Instructions to follow: Could you rewrite all the records with every "locomotive" changed to "engine" and nothing else altered?

Data extract:
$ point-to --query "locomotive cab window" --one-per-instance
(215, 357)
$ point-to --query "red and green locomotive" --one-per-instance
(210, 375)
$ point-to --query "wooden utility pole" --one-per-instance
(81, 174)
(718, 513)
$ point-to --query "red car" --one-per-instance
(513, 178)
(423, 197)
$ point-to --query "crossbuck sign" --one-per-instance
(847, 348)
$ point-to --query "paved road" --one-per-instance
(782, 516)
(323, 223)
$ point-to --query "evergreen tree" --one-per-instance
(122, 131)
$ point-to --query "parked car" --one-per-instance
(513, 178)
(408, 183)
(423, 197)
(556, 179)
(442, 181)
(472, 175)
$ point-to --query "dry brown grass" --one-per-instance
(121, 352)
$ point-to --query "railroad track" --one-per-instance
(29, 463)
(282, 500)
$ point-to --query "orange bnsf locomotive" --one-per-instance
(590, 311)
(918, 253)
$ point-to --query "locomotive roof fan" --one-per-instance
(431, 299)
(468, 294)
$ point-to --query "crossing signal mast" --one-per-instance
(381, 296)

Task response:
$ point-to --query "engine cab window" --one-per-instance
(215, 357)
$ point-to --query "red and green engine" --one-per-instance
(210, 375)
$ point-to --query "wooden utility pole" --one-per-instance
(81, 174)
(718, 513)
$ point-to --query "red car" --one-per-instance
(513, 178)
(423, 197)
$ point-to --query "crossbuck sign" --one-per-instance
(847, 348)
$ point-to --query "paved road" --one-per-instance
(782, 516)
(323, 223)
$ point-to --query "evergreen tree" --one-per-instance
(122, 131)
$ point-to --query "parked car" --one-per-instance
(513, 178)
(408, 183)
(423, 197)
(556, 179)
(442, 181)
(472, 175)
$ point-to --query "dry brown grass" --one-per-instance
(121, 352)
$ point-to --query "railroad track" --one-per-instance
(29, 463)
(282, 500)
$ point-to --query "orange bnsf engine" --one-per-instance
(590, 311)
(918, 253)
$ point-to --query "engine roof fan" --one-per-instance
(431, 299)
(468, 294)
$ point-to --query "crossing signal mast" --one-per-instance
(381, 296)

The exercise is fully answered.